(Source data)
start

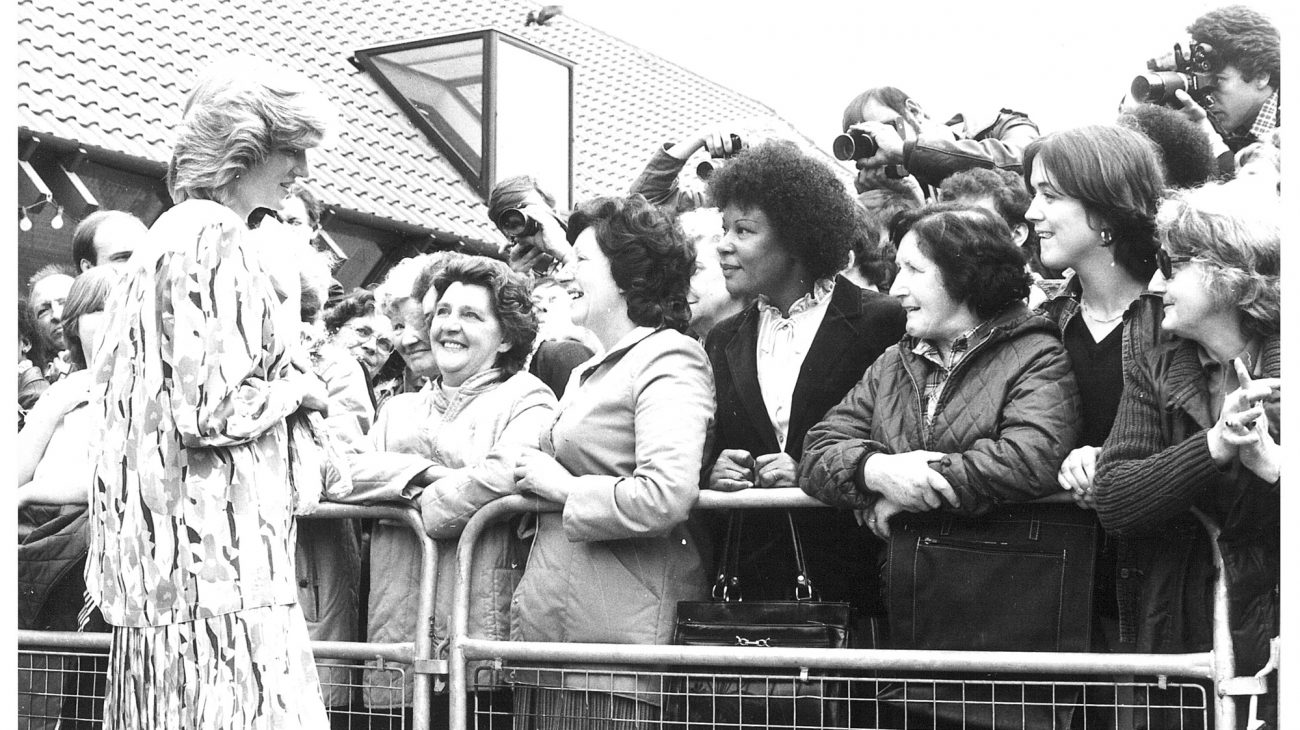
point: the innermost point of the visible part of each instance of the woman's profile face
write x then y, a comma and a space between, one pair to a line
593, 289
753, 260
267, 183
369, 339
411, 338
464, 333
1190, 307
1065, 235
932, 313
90, 326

end

• The exercise
Rewrite the material with "innermost" changed to "central" and everything else unchanged. Leave out the pictures.

• Task response
point: the central point of the visible part of each instance of the woman's profile face
write x then y, a comma and a space between, one pair to a line
593, 289
753, 260
267, 183
369, 339
411, 338
464, 333
1190, 307
1065, 235
932, 313
90, 326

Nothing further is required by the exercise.